------ Given data ------

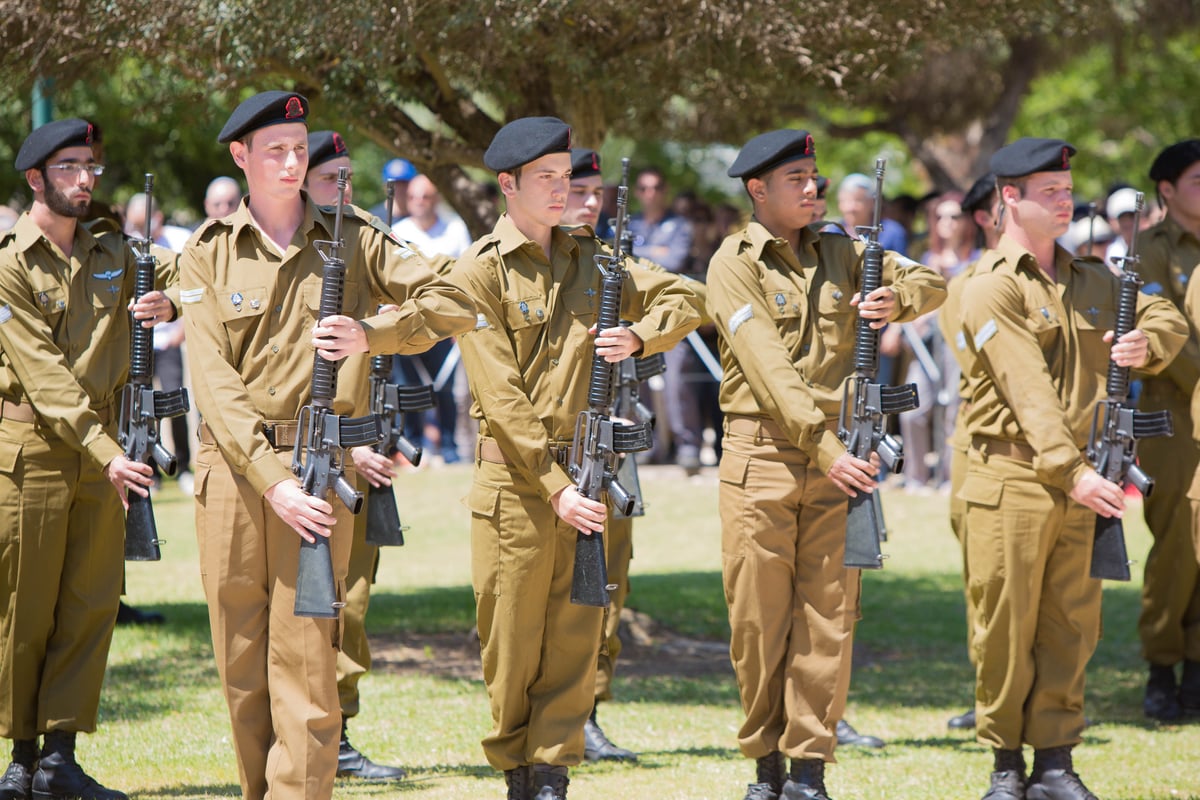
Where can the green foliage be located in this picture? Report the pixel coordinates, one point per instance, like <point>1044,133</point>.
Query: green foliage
<point>1120,103</point>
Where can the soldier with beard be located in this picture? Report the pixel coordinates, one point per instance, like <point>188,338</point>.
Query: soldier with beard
<point>64,359</point>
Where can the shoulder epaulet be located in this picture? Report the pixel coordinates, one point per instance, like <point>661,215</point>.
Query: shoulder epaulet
<point>210,226</point>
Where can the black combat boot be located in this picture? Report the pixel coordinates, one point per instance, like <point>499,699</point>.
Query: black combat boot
<point>18,779</point>
<point>1054,777</point>
<point>1162,699</point>
<point>520,782</point>
<point>1189,687</point>
<point>805,781</point>
<point>351,763</point>
<point>58,774</point>
<point>1007,776</point>
<point>768,779</point>
<point>964,721</point>
<point>597,746</point>
<point>550,781</point>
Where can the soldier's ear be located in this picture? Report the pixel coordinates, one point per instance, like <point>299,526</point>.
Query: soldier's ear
<point>35,179</point>
<point>756,188</point>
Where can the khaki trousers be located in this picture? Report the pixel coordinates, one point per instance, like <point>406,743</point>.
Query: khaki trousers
<point>61,566</point>
<point>1169,625</point>
<point>277,669</point>
<point>354,657</point>
<point>619,546</point>
<point>792,602</point>
<point>959,525</point>
<point>539,650</point>
<point>1037,609</point>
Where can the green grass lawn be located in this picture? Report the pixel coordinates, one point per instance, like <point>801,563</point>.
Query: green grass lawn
<point>165,732</point>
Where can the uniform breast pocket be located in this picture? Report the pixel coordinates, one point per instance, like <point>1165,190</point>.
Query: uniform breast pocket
<point>1045,324</point>
<point>240,307</point>
<point>835,316</point>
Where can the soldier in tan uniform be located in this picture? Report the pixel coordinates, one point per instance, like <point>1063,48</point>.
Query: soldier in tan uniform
<point>981,203</point>
<point>64,360</point>
<point>785,299</point>
<point>1039,328</point>
<point>582,215</point>
<point>528,362</point>
<point>251,284</point>
<point>1170,591</point>
<point>328,152</point>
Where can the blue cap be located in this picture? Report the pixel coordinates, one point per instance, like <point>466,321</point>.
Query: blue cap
<point>397,169</point>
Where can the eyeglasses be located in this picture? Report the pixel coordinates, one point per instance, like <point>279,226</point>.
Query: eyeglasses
<point>72,169</point>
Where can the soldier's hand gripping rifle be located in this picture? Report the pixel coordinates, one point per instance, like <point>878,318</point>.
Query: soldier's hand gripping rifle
<point>323,438</point>
<point>599,438</point>
<point>1117,426</point>
<point>865,403</point>
<point>142,407</point>
<point>631,373</point>
<point>390,402</point>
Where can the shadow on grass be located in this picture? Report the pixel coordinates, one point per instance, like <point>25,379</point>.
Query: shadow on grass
<point>910,647</point>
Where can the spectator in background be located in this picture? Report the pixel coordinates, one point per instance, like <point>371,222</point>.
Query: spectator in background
<point>1120,208</point>
<point>399,173</point>
<point>221,198</point>
<point>432,232</point>
<point>435,234</point>
<point>856,204</point>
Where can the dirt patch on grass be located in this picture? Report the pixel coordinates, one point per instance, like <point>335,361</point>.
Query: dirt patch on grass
<point>648,649</point>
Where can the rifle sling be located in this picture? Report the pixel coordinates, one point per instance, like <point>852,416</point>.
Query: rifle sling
<point>490,450</point>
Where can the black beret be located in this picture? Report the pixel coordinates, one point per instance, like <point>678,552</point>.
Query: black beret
<point>1030,155</point>
<point>1174,160</point>
<point>264,108</point>
<point>585,162</point>
<point>527,139</point>
<point>979,193</point>
<point>48,139</point>
<point>769,150</point>
<point>325,145</point>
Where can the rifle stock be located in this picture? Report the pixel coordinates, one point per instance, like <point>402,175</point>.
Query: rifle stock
<point>323,438</point>
<point>1116,427</point>
<point>142,407</point>
<point>599,439</point>
<point>865,403</point>
<point>389,403</point>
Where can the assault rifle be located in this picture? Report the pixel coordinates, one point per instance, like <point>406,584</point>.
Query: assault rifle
<point>142,407</point>
<point>389,403</point>
<point>323,437</point>
<point>630,374</point>
<point>1116,427</point>
<point>861,421</point>
<point>599,439</point>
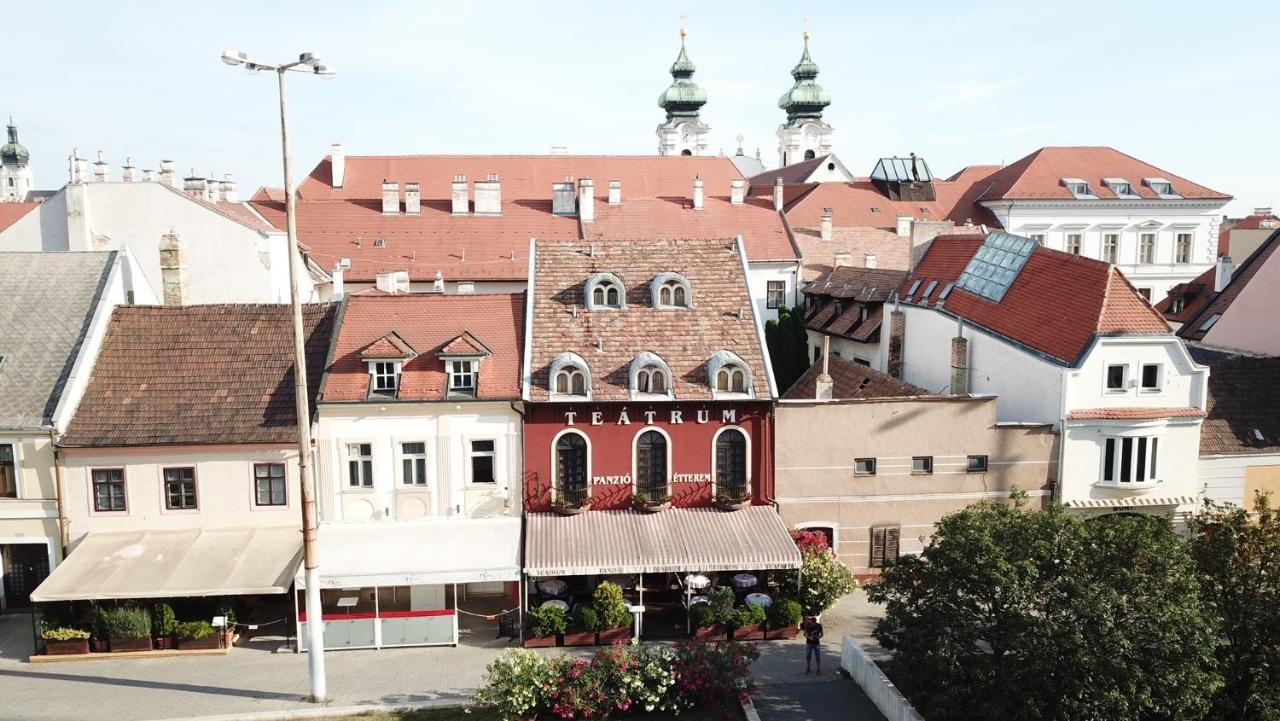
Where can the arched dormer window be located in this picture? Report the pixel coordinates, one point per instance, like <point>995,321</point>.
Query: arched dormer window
<point>604,291</point>
<point>671,290</point>
<point>730,375</point>
<point>570,378</point>
<point>650,377</point>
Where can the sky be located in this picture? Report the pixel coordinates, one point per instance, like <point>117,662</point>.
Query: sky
<point>1189,89</point>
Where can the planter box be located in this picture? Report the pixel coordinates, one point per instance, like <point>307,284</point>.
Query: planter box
<point>122,644</point>
<point>711,633</point>
<point>579,638</point>
<point>784,633</point>
<point>608,637</point>
<point>65,647</point>
<point>211,640</point>
<point>539,642</point>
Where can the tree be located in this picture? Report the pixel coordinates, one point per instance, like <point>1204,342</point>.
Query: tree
<point>1238,557</point>
<point>1016,614</point>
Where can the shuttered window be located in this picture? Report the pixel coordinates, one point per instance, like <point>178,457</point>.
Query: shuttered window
<point>883,546</point>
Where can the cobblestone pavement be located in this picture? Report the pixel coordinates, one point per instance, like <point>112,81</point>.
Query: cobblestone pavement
<point>254,679</point>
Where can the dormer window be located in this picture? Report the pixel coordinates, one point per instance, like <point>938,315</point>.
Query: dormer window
<point>570,378</point>
<point>650,375</point>
<point>671,290</point>
<point>604,291</point>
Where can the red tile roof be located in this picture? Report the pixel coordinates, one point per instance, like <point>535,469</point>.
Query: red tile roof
<point>199,374</point>
<point>1055,305</point>
<point>1040,176</point>
<point>1133,414</point>
<point>13,211</point>
<point>428,322</point>
<point>609,340</point>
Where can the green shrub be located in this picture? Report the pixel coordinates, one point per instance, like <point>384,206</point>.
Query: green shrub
<point>193,630</point>
<point>64,633</point>
<point>163,620</point>
<point>547,620</point>
<point>124,621</point>
<point>702,616</point>
<point>586,617</point>
<point>609,605</point>
<point>784,614</point>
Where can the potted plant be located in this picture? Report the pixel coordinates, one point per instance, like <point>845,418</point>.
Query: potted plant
<point>784,619</point>
<point>746,623</point>
<point>164,623</point>
<point>129,629</point>
<point>586,621</point>
<point>197,634</point>
<point>64,640</point>
<point>545,624</point>
<point>616,619</point>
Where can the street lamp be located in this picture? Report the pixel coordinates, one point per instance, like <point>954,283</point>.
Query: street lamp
<point>306,63</point>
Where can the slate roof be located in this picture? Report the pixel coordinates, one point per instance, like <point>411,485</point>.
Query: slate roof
<point>49,302</point>
<point>199,374</point>
<point>609,340</point>
<point>1243,397</point>
<point>1056,304</point>
<point>851,380</point>
<point>432,324</point>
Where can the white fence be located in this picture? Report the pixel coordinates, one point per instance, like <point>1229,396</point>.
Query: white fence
<point>874,683</point>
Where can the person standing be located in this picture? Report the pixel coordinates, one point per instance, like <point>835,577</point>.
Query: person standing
<point>812,643</point>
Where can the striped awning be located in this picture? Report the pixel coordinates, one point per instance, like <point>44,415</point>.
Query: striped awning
<point>672,541</point>
<point>1132,502</point>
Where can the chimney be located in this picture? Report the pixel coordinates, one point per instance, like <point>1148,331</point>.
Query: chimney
<point>412,199</point>
<point>167,174</point>
<point>489,196</point>
<point>391,197</point>
<point>1223,275</point>
<point>461,202</point>
<point>101,170</point>
<point>337,164</point>
<point>904,226</point>
<point>562,199</point>
<point>824,387</point>
<point>586,200</point>
<point>231,188</point>
<point>173,269</point>
<point>959,363</point>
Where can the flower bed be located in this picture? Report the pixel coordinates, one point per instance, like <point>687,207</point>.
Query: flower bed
<point>620,680</point>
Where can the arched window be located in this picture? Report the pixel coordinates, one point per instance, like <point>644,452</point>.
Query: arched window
<point>652,468</point>
<point>571,474</point>
<point>731,465</point>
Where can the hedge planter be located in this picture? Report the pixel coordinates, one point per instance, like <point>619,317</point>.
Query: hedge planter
<point>67,647</point>
<point>126,644</point>
<point>608,637</point>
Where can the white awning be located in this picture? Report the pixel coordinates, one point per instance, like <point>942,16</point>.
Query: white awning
<point>672,541</point>
<point>419,552</point>
<point>1133,502</point>
<point>176,564</point>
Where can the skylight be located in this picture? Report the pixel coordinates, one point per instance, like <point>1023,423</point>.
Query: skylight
<point>993,268</point>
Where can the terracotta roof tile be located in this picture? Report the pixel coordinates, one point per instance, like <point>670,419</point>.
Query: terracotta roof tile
<point>429,323</point>
<point>609,340</point>
<point>199,374</point>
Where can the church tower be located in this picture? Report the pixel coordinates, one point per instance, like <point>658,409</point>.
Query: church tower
<point>684,132</point>
<point>14,169</point>
<point>804,136</point>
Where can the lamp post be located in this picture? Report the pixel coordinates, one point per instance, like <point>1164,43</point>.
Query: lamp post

------

## What to produce
In the entries, how many lines include the string "post"? Only the number should be given.

## Result of this task
2